(Source data)
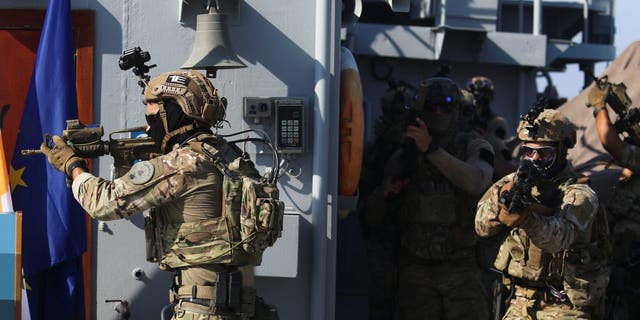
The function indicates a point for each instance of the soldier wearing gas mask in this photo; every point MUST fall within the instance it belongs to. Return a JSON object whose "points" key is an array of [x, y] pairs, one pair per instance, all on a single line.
{"points": [[554, 259], [187, 230], [431, 185]]}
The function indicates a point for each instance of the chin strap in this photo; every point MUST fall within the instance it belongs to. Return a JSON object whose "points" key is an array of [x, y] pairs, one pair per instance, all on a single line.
{"points": [[176, 132]]}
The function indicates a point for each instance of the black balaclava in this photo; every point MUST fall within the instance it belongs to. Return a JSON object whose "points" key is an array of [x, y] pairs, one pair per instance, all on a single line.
{"points": [[176, 119], [549, 168]]}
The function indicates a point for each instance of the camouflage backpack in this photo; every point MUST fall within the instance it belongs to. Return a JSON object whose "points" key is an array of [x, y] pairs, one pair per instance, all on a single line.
{"points": [[251, 204]]}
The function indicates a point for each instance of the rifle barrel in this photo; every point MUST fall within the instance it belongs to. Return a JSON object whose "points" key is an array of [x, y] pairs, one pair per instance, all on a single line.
{"points": [[30, 152]]}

• [WHAT IS REQUIRED]:
Return the entries verbatim without images.

• [SOLVED PROBLEM]:
The function indicates a point for each instance of the soldier wearing gas mask in this photo; every point MUST fall within the instance it belongs to. Return a JSON object whose "points" key is an array of [x, y] pairs, one pair per instance, all on a single line.
{"points": [[554, 259], [187, 230], [431, 185]]}
The function indicates a point for each instance of the chin strap in this photo; every point MUST fall within the instance it belongs to. Return a JSON object whose "points" key is an array of [x, y] pairs, one pair per instance, all on a single line.
{"points": [[176, 132]]}
The function indicates a point for each instance of the black balaclava in this photo; every point MUST fall within the instance it belongs to. Return a JSON object whose "points" key is an array of [x, y] pairs, one pair per instance, all on a single line.
{"points": [[176, 119], [549, 168]]}
The function indicates a point for each instance of the camouflage backpack in this photo; every point MUST fall within the instance it belongs to. Return a JSON object whose "points" key is an array of [x, y] pairs, one pair per instance, all on a single line.
{"points": [[251, 204]]}
The function indicates a point for each instance of the rifle barrel in this photo; every point MUST fall within the instance it belongs to. Return a JSON object whose "points" key is an array of [x, y] pairs, one pair per instance, all on a single line.
{"points": [[30, 152]]}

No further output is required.